Do this: Rewrite each of the records below, changing "Object Detector" to "Region Locator" everywhere and keeping everything else the same. Leave the pictures out of your version.

Entries supplied:
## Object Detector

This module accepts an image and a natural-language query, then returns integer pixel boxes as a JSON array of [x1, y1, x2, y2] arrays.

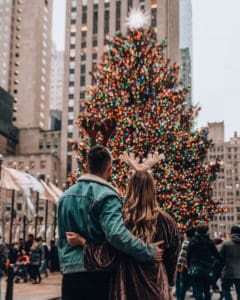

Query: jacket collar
[[78, 174, 119, 195]]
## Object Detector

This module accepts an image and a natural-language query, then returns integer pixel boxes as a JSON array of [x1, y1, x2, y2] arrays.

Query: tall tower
[[0, 1, 12, 90], [0, 0, 52, 129], [61, 0, 179, 181], [180, 0, 193, 105]]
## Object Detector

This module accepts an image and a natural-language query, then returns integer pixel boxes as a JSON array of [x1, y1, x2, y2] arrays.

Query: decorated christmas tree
[[69, 10, 226, 229]]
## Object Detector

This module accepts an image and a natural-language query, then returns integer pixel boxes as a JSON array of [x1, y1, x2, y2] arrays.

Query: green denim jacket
[[58, 174, 155, 274]]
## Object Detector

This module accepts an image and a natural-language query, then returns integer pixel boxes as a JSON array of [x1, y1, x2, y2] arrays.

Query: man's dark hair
[[231, 225, 240, 234], [87, 146, 112, 174], [186, 227, 196, 239], [196, 224, 209, 234]]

Answer to the task:
## Region Locator

This module accepts an image and a natural-language query, then returns integer pixel boxes as a JSON array of [x1, y1, x2, y2] arrays.


Query: jacket collar
[[78, 174, 119, 195]]
## Region Locator

This module accepts an image and a natural-language query, then returns integer pixel boxes as a JSON array of [x1, y1, x2, y2] arrays.

Query: tall tower
[[0, 1, 12, 90], [0, 0, 52, 129], [61, 0, 179, 181], [180, 0, 193, 105]]
## Region Locator

This module accepts an image and a natural-language query, then returns integer pixel boxes as a JSON array of [x1, y1, x2, y2] arrays.

Query: decorated christmas tree
[[69, 10, 226, 229]]
## Region Locator

This module accepts an image and a natural-language query, then returns integer pixel boxes as a JSON array of [x1, y1, x2, y2] arrays.

Query: green denim jacket
[[58, 174, 155, 274]]
## Region Locator

This module accepts an image and a natural-language query, then returns integer pixel boxes as a JSON array of [x1, y1, x2, y2] arrays.

Query: man's dark hair
[[231, 225, 240, 234], [87, 146, 112, 174], [186, 227, 196, 239], [196, 224, 209, 234]]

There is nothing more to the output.